* _Görev 1_:
Aşağıdaki okunacak metne göre polisin bulduğu paraların arasına gizlendiği şeylerin hepsini listele.

* _Okunacak Metin_:
----------

Olanlar olmuş işte. Türkiye’de yine operasyon olmuş, 59 ilde 704 kişi için gözaltı kararı verilmiş. Suçları hapisteki insanların ailelerine yardım etmekmiş. Polis baskınlarının videolarını da yayınlamışlar. Eldivenli memurlar mutfaktaki kutuları uyuşturucu arama hassasiyetiyle arıyorlar. Keklerin, çikolataların, pirinçlerin, kitapların aralarına gizlenmiş paraları bulup suç delili olarak diziyorlar. Ayakkabı kutularındaki rüşvet paralarını unutturmaya çalışmakla yetinmiyor, üstüne bir de çikolata paketlerinin arasına gizlenen yardım paralarını en büyük cürüm olarak gösteriyorlar. İşin daha da can yakan tarafı bu utanç verici sahneler için kimselerin sesinin çıkmaması.

Cahit Koytak; 

“Susacağın zaman, güzel susmasını,
Büyük susmasını, sıkı susmasını bilirsen, halkım,
Sen susunca taşlardan su sızmaya başlar;
Hırsından ağlamak isteyip de ağlayamayan
Ergenlerin sıkılı yumrukları gibi,
Taşlardan şiir
Ve sessizlikten hakikat sızmaya başlar”

demişti. Bizim millet susmasını bile beceremedi, tüm bu yapılanlara oh olsun dedi, alkış tuttu. Hal böyle olunca ne taşlardan su sızdı ne sessizlikten hakikat. Fuzuli haklıymış galiba, “aldanma ki şair sözü elbet yalandır”… 

Keyfimiz kaçık vardık inşaata. Bezgin bezgin işe koyulduk. Kovanın içerisinde çimentoyu karmış duvara sürmeye hazırlanıyordum ki binanın içinde önceden hiç duymadığım bir ses aralıksız duyulmaya başlandı. İşçiler merdivene doğru koşturuyorlardı. İçlerinden beri beni hâlâ çalışırken görünce dışarı çıkmam gerektiğini söyledi. Elimdeki malayı öylece bırakıp yan dairede çalışan Levent’in yanına vardım. O, işe başlamıştı bile. Derken ses bize doğru yaklaştı yaklaştı ve göründü.

----------

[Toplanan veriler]
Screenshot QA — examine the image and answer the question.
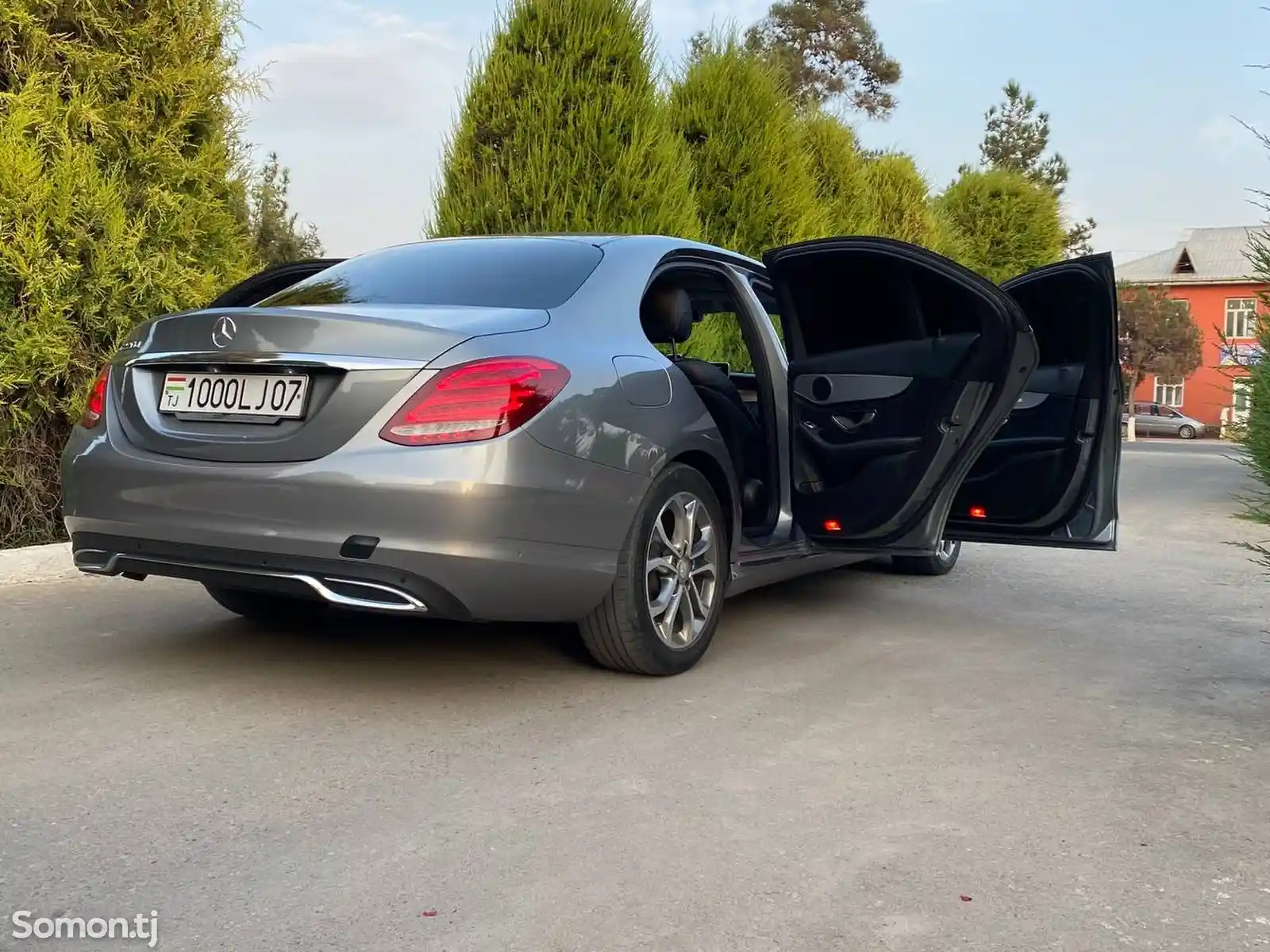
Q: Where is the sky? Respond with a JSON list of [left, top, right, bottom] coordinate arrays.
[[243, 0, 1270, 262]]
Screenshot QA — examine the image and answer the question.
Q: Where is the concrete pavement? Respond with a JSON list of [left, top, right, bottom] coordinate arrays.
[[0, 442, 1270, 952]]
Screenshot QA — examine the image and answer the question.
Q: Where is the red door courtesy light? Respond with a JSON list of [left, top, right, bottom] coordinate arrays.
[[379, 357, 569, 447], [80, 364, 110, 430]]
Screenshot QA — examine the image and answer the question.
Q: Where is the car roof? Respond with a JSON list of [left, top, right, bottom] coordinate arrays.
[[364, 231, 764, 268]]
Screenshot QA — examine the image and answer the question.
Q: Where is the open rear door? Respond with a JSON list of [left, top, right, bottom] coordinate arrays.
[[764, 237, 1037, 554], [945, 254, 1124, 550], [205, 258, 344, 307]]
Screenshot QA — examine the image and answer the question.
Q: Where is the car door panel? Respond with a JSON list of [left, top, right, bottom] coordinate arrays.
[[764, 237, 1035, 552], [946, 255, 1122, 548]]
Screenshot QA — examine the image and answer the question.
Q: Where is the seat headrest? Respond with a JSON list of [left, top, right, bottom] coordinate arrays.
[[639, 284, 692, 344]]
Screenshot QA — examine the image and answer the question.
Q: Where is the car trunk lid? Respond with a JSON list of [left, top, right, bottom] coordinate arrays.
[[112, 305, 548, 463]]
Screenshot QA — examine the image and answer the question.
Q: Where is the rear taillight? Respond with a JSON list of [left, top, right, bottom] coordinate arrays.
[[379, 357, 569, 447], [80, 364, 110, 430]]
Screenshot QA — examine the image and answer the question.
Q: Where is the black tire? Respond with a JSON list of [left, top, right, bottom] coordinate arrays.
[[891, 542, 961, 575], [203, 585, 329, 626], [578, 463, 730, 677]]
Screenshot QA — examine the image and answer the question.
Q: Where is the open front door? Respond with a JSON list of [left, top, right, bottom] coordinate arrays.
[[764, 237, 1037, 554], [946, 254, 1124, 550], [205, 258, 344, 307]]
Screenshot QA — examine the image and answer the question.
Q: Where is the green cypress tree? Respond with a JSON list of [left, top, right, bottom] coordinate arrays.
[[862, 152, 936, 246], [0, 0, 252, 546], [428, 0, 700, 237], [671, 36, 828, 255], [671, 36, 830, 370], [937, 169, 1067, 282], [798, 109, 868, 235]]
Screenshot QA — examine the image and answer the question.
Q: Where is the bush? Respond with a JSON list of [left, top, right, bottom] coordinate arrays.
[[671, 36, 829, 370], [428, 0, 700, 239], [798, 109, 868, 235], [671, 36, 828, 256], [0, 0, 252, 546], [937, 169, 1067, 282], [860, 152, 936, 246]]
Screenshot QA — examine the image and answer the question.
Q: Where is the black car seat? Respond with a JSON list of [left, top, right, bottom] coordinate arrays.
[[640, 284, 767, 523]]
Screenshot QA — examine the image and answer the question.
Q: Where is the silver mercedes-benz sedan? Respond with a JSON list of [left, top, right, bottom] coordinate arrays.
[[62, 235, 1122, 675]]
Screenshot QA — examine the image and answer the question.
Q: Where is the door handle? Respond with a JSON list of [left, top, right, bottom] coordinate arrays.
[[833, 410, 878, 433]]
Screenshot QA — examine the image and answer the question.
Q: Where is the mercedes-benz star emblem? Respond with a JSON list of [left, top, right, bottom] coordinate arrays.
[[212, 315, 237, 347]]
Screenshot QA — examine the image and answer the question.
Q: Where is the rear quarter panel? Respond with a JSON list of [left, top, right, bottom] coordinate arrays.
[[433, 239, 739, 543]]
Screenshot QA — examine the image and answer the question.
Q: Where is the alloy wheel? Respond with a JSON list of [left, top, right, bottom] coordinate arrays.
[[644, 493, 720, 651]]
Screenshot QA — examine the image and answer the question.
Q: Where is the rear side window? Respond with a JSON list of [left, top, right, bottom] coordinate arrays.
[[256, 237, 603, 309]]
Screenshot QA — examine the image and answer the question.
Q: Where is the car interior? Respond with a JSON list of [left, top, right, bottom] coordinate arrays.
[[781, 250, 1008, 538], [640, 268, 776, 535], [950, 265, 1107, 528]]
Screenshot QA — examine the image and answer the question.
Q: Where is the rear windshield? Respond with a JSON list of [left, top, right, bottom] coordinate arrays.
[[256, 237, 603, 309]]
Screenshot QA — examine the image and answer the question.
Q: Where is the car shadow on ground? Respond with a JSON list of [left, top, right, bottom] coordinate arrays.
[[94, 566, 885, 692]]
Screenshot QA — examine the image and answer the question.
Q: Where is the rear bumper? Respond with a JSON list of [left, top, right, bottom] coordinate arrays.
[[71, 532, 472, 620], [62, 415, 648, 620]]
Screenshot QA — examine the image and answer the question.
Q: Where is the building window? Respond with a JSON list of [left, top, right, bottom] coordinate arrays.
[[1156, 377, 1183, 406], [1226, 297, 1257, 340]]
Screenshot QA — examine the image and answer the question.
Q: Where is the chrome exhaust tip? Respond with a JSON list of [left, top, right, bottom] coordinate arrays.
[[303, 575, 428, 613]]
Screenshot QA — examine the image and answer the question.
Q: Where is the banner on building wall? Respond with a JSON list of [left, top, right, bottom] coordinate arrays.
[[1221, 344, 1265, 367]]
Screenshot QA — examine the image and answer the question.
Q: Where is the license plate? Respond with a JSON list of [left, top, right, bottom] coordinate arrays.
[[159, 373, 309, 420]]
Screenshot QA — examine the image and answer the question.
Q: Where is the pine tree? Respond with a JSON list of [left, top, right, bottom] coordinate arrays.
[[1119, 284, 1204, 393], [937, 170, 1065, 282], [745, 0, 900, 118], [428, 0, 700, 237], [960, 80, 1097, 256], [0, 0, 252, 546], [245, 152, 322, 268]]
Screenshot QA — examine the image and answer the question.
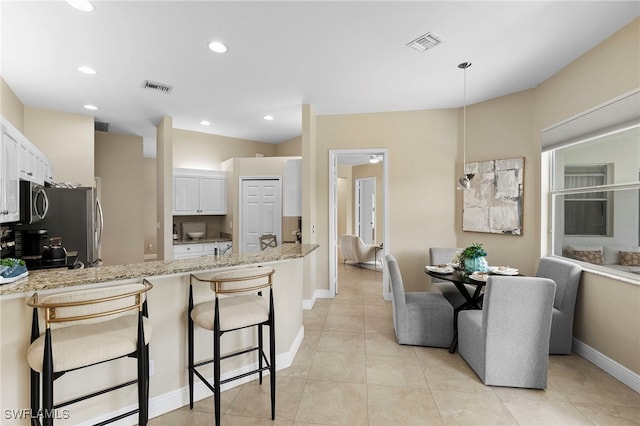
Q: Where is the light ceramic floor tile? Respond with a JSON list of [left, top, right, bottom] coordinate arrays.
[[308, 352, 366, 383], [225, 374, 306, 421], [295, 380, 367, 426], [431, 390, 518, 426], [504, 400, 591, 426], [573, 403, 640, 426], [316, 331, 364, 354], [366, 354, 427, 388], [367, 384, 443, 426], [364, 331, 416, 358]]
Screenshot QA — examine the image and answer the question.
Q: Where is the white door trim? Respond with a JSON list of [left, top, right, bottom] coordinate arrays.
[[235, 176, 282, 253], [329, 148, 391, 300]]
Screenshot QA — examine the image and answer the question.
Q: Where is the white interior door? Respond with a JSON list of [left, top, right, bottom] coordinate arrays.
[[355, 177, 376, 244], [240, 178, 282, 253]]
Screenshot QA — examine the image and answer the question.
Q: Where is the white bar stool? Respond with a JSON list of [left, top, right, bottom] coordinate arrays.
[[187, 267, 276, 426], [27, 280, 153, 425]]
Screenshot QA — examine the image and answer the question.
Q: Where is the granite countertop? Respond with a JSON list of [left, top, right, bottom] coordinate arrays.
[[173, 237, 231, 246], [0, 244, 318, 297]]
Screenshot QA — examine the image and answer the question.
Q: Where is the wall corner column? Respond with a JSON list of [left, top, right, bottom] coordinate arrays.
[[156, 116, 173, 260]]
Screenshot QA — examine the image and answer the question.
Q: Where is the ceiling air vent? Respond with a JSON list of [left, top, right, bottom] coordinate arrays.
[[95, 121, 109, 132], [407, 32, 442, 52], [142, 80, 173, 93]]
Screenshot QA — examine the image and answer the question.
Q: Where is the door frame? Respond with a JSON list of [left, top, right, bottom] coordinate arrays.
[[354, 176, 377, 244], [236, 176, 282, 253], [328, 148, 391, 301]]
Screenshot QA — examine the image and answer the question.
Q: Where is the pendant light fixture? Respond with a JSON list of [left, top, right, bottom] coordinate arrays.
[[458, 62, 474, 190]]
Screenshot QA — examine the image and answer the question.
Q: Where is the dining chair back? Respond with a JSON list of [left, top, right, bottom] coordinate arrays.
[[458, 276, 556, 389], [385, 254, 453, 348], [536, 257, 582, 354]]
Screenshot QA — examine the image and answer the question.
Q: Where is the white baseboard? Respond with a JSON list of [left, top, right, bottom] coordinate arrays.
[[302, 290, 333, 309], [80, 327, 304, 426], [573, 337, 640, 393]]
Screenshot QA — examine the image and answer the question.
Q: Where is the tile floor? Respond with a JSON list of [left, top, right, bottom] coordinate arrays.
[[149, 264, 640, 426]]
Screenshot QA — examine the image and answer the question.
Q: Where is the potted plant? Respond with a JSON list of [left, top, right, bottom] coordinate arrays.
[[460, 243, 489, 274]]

----------

* _Görev 2_:
Kayıtları en baştan başlayıp "[[764, 237, 1035, 552], [946, 255, 1122, 548]]" içeren satıra kadar, o satır da dahil olmak üzere, "Sıra" ve "Satır" sütunlarından oluşan bir Markdown tablosu olarak yeniden yaz. Boş satırları atla ve resimleri yanıta katma.

* _Yanıt 1_:
- Kekler
- Çikolatalar
- Pirinçler
- Kitaplar

* _Yanıt 2_:
| Sıra | Satır |
|---|---|
| 1 | Screenshot QA — examine the image and answer the question. |
| 2 | Q: Where is the sky? Respond with a JSON list of [left, top, right, bottom] coordinate arrays. |
| 3 | [[243, 0, 1270, 262]] |
| 4 | Screenshot QA — examine the image and answer the question. |
| 5 | Q: Where is the concrete pavement? Respond with a JSON list of [left, top, right, bottom] coordinate arrays. |
| 6 | [[0, 442, 1270, 952]] |
| 7 | Screenshot QA — examine the image and answer the question. |
| 8 | Q: Where is the red door courtesy light? Respond with a JSON list of [left, top, right, bottom] coordinate arrays. |
| 9 | [[379, 357, 569, 447], [80, 364, 110, 430]] |
| 10 | Screenshot QA — examine the image and answer the question. |
| 11 | Q: Where is the car roof? Respond with a JSON list of [left, top, right, bottom] coordinate arrays. |
| 12 | [[364, 231, 764, 268]] |
| 13 | Screenshot QA — examine the image and answer the question. |
| 14 | Q: Where is the open rear door? Respond with a JSON list of [left, top, right, bottom] coordinate arrays. |
| 15 | [[764, 237, 1037, 554], [945, 254, 1124, 550], [205, 258, 344, 307]] |
| 16 | Screenshot QA — examine the image and answer the question. |
| 17 | Q: Where is the car door panel? Respond with a JSON list of [left, top, right, bottom] coordinate arrays. |
| 18 | [[764, 237, 1035, 552], [946, 255, 1122, 548]] |